- **Work order**
Your answer is the lines below, exactly, from the one that contains "the blurred background" through the one that contains "of the white-tipped", both included.

Source data
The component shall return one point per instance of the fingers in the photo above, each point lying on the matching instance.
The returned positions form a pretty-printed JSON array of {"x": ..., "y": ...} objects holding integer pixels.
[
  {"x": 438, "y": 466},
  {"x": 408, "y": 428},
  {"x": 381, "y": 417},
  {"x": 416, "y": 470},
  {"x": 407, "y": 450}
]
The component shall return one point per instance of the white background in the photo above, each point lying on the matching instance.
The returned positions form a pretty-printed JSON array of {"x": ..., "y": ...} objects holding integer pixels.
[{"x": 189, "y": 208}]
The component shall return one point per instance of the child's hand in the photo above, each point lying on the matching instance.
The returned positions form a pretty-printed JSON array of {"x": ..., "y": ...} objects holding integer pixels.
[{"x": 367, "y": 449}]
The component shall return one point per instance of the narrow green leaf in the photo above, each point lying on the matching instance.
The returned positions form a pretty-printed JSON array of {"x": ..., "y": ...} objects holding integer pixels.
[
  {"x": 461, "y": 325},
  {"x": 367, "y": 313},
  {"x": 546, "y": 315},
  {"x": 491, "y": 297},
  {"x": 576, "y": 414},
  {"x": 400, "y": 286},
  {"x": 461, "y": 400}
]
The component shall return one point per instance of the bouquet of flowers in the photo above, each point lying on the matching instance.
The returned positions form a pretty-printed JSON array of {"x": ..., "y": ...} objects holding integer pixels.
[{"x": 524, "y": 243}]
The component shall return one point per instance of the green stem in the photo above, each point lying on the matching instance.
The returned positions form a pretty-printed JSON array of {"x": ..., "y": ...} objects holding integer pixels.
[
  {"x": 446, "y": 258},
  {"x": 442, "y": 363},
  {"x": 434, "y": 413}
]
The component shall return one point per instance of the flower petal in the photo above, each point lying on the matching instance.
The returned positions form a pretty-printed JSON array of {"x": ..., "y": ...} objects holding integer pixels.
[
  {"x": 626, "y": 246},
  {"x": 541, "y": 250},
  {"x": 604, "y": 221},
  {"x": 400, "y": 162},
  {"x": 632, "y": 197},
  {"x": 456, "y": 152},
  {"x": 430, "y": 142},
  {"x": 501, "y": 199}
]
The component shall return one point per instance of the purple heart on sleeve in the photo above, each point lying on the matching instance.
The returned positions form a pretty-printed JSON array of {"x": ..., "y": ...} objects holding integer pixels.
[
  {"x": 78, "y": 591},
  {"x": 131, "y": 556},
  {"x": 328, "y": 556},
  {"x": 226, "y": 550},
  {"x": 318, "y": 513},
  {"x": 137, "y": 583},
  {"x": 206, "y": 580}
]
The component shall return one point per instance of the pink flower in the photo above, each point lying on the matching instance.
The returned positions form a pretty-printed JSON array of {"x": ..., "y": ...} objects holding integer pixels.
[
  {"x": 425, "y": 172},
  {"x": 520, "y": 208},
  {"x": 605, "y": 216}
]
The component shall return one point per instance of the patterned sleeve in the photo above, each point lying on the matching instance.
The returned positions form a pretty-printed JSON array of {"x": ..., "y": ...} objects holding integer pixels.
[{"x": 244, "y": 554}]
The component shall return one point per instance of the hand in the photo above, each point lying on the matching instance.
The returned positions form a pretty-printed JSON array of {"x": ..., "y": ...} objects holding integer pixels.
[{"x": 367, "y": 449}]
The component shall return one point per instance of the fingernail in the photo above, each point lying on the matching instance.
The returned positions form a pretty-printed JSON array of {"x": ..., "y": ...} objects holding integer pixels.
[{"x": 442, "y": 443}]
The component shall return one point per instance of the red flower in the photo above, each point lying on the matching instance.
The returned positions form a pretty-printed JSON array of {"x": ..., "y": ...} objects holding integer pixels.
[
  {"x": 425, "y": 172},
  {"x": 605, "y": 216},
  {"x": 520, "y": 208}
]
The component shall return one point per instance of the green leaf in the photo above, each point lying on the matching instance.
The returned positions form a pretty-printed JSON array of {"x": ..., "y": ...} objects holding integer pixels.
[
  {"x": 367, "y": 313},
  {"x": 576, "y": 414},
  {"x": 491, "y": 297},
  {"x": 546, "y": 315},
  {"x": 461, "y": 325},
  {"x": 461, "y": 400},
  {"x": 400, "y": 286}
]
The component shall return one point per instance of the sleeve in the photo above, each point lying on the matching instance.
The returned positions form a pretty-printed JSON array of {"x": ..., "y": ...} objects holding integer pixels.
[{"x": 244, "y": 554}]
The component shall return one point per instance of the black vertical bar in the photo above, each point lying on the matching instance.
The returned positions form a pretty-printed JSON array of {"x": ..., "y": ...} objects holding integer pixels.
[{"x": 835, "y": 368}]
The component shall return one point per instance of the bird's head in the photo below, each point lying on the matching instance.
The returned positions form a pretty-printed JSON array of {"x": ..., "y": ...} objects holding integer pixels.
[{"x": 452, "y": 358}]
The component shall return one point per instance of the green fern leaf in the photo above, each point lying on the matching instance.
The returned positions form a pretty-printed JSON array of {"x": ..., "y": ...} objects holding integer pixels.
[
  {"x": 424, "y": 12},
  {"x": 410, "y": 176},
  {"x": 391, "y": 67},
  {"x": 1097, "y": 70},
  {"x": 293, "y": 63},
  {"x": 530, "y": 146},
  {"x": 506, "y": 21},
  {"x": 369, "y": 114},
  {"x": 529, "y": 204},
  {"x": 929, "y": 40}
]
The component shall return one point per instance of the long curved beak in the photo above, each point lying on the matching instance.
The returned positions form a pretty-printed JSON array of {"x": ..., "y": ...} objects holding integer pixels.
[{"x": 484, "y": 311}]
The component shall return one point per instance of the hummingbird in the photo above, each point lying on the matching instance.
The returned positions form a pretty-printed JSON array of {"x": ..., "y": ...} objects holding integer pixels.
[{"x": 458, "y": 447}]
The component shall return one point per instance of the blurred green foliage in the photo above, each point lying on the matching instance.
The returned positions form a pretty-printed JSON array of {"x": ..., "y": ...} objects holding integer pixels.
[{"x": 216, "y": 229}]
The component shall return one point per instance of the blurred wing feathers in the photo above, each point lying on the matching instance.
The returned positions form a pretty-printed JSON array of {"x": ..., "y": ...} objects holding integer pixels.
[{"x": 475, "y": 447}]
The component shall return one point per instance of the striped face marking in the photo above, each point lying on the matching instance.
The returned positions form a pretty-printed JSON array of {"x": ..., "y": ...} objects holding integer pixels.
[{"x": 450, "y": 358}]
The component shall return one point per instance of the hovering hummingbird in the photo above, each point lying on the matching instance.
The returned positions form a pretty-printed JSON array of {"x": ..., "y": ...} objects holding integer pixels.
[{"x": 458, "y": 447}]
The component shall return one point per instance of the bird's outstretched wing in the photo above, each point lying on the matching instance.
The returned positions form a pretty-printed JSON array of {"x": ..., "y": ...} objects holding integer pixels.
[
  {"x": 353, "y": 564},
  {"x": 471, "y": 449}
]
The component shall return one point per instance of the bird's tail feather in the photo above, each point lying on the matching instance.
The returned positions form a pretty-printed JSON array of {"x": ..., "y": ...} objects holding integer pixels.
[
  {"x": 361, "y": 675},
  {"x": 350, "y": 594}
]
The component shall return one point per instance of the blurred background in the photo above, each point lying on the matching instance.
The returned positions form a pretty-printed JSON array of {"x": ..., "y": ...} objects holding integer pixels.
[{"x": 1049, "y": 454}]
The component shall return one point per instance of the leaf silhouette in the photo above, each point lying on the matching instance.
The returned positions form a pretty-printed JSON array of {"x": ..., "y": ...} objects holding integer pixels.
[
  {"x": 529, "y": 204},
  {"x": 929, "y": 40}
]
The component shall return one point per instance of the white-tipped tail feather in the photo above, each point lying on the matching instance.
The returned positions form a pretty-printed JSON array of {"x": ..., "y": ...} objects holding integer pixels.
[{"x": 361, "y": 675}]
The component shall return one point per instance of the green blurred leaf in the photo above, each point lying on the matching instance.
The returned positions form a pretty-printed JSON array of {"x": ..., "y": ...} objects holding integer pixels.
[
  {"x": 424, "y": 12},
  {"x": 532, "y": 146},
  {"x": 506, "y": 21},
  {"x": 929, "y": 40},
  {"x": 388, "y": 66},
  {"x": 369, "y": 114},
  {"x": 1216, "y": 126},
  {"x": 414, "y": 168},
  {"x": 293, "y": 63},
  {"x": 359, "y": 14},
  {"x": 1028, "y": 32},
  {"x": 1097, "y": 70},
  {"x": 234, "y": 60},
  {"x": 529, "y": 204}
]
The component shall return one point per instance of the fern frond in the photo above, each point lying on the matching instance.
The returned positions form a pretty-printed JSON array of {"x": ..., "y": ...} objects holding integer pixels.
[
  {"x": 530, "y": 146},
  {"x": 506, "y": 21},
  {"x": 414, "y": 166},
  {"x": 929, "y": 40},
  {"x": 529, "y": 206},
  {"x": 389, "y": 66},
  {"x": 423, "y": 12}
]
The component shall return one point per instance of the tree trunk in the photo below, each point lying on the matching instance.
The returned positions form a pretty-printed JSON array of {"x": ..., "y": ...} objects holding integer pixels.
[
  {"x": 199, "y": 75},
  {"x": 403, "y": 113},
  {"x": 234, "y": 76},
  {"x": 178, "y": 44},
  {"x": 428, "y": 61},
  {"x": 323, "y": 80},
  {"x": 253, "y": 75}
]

- **Answer to this problem**
The component shall return one point per instance of the blurred background in the photo above, each point lying on the matching instance.
The returned positions form a pretty-printed JSON array of {"x": ..., "y": ...} objects holding integer pixels.
[{"x": 1049, "y": 454}]
The component shall return one point per instance of the leaf silhouette in the photo above, each point lying on the matching instance.
The returned positions form a pretty-printed JSON array of {"x": ..., "y": ...} objects holding integer pixels.
[
  {"x": 529, "y": 204},
  {"x": 929, "y": 40}
]
The component shall return one point per instance of the white-tipped tail feather in the photo above, each point lying on the matching instance.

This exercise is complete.